====== Records for the task ======
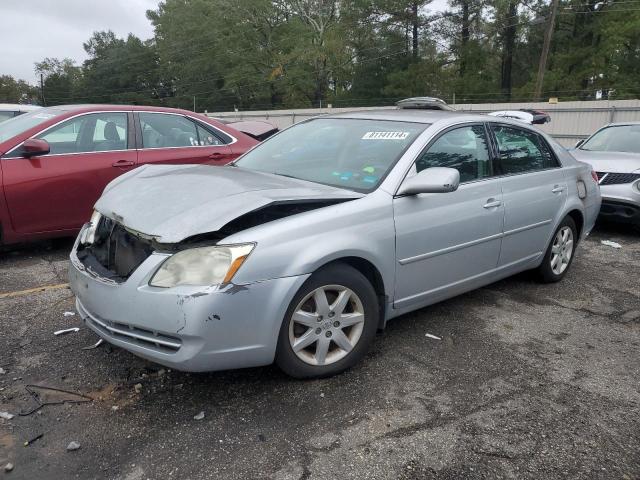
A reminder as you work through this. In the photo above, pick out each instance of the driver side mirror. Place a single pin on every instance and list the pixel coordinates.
(33, 147)
(431, 180)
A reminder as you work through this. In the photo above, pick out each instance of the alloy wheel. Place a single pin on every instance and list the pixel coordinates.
(562, 250)
(326, 325)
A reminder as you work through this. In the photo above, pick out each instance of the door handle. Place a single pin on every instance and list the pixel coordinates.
(123, 164)
(491, 203)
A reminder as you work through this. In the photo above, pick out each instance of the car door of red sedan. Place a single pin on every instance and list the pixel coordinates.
(175, 139)
(56, 192)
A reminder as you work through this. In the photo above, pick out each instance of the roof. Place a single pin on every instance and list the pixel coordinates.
(18, 107)
(401, 115)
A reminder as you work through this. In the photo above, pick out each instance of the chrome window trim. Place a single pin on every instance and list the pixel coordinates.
(64, 120)
(197, 120)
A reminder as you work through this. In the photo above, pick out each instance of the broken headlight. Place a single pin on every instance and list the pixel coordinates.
(89, 233)
(202, 266)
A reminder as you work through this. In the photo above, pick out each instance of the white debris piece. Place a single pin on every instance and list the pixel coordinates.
(66, 330)
(200, 416)
(73, 446)
(609, 243)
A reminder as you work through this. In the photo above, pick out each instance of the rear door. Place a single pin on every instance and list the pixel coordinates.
(174, 139)
(57, 191)
(534, 191)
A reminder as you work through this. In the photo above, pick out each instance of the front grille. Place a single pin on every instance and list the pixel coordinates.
(136, 336)
(115, 253)
(608, 178)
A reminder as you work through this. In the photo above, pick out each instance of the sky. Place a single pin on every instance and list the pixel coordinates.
(31, 30)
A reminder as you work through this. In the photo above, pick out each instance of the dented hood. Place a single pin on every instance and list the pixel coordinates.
(174, 202)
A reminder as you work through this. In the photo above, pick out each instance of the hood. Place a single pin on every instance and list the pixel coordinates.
(615, 162)
(174, 202)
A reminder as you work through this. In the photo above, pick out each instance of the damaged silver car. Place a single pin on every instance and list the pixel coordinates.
(307, 245)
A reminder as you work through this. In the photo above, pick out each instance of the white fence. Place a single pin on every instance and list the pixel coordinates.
(570, 121)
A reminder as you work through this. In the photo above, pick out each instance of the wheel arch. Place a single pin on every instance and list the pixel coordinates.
(373, 275)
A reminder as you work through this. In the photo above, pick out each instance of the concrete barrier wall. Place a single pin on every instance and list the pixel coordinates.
(570, 121)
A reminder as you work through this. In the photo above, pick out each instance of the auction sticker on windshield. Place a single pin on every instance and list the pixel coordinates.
(385, 135)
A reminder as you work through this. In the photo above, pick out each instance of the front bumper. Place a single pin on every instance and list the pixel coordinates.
(185, 328)
(621, 203)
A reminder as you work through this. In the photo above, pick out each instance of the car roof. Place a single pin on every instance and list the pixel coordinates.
(108, 107)
(401, 115)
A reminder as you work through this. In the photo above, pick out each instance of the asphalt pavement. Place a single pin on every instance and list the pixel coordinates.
(528, 381)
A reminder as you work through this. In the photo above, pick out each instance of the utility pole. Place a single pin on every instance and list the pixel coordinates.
(545, 50)
(44, 103)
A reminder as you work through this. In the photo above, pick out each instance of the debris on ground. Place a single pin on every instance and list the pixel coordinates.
(36, 392)
(200, 416)
(609, 243)
(73, 446)
(66, 330)
(95, 345)
(37, 437)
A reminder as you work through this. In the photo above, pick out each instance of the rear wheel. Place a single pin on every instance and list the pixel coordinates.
(559, 255)
(329, 324)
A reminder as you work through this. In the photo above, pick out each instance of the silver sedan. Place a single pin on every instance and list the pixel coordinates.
(614, 152)
(311, 242)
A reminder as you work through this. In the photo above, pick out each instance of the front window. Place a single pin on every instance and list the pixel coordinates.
(21, 123)
(623, 138)
(347, 153)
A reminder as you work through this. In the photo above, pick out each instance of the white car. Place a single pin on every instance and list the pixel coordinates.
(10, 110)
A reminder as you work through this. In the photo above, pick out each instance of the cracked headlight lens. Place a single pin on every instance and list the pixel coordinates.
(202, 266)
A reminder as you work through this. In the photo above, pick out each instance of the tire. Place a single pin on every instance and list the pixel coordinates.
(329, 340)
(560, 252)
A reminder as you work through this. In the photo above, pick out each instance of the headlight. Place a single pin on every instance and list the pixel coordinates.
(89, 234)
(202, 266)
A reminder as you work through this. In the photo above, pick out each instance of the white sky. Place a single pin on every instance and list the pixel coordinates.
(31, 30)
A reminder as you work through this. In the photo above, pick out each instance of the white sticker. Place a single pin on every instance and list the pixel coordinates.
(385, 135)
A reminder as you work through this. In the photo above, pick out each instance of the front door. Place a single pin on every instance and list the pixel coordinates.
(445, 240)
(534, 191)
(57, 191)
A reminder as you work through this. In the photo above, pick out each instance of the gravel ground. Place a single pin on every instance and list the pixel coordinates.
(528, 381)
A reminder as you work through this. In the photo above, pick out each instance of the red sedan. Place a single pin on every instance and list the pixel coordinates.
(55, 162)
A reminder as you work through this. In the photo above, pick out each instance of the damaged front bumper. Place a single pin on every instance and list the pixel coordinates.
(186, 328)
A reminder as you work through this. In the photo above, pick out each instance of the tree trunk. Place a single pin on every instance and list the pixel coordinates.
(507, 49)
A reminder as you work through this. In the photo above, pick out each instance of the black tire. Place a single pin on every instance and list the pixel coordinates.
(334, 274)
(545, 271)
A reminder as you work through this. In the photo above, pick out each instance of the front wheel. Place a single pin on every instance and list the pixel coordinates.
(560, 252)
(329, 324)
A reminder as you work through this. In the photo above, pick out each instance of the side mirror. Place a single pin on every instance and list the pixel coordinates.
(431, 180)
(35, 146)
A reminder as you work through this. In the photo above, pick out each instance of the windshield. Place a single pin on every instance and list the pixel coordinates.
(17, 125)
(346, 153)
(622, 138)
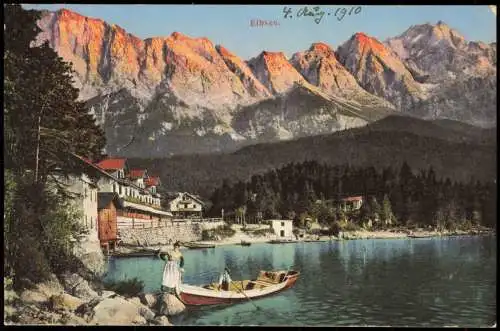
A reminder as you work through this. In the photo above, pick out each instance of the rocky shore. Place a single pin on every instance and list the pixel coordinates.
(70, 300)
(345, 235)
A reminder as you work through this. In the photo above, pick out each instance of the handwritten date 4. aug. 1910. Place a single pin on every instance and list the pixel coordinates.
(317, 13)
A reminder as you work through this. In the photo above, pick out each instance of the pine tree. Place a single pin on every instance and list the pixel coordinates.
(45, 125)
(386, 215)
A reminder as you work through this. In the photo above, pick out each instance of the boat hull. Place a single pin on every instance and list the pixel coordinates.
(198, 296)
(197, 246)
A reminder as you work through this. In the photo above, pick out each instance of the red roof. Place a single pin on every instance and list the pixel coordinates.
(152, 181)
(137, 173)
(112, 164)
(359, 198)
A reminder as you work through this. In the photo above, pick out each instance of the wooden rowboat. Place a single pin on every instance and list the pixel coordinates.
(421, 236)
(194, 245)
(268, 283)
(278, 241)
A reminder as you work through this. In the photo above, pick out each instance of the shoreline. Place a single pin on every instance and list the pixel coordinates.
(125, 251)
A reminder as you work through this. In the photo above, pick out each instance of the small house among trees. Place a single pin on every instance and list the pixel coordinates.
(186, 205)
(351, 203)
(107, 205)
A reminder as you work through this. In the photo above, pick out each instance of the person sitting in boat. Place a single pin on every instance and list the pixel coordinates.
(225, 280)
(174, 263)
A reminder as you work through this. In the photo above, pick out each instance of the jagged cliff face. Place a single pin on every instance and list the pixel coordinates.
(379, 71)
(461, 74)
(275, 72)
(178, 94)
(320, 67)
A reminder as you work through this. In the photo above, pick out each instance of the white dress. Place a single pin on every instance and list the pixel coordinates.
(172, 272)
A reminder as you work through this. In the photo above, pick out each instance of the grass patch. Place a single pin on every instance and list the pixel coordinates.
(222, 231)
(128, 288)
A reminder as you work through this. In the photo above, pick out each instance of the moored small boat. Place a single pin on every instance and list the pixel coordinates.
(280, 241)
(421, 236)
(195, 245)
(268, 283)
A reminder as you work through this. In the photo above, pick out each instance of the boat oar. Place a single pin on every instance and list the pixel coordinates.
(258, 308)
(242, 291)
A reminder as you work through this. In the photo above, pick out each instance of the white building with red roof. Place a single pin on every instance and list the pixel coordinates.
(351, 203)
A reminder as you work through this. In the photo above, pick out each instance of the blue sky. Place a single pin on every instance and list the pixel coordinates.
(230, 25)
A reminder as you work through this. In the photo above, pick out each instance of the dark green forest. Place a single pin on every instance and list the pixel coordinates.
(455, 150)
(311, 190)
======
■ What the task asks ■
Extract every line from the one with "of the moored" down to the final line above, both included, exactly as written.

■ Full response ■
A reminder as you work through this. In the photo above, pick out each instance of the moored small boat. Place a single pin on every instance and list the pixel coordinates.
(280, 241)
(421, 236)
(195, 245)
(268, 283)
A reminder as you work through this. In the photo above, pick out each instance of the boat oar. Place a single pin on every instance and list the pixel coordinates.
(258, 308)
(242, 291)
A reminder as you work through this. In the photo above, pick out each instance of the white building with red roof. Place a single pin on every instance and list the pixel coordinates.
(351, 203)
A reminder as you work through this. In the photo above, pick out each instance of the blue sky. Place a single pin on every instance and list the pixel coordinates.
(230, 25)
A reminder as you work through this. In the photo above, pick out each instance of the dark green forest. Place a single pin on every instance and list the pixel coordinates.
(455, 150)
(311, 190)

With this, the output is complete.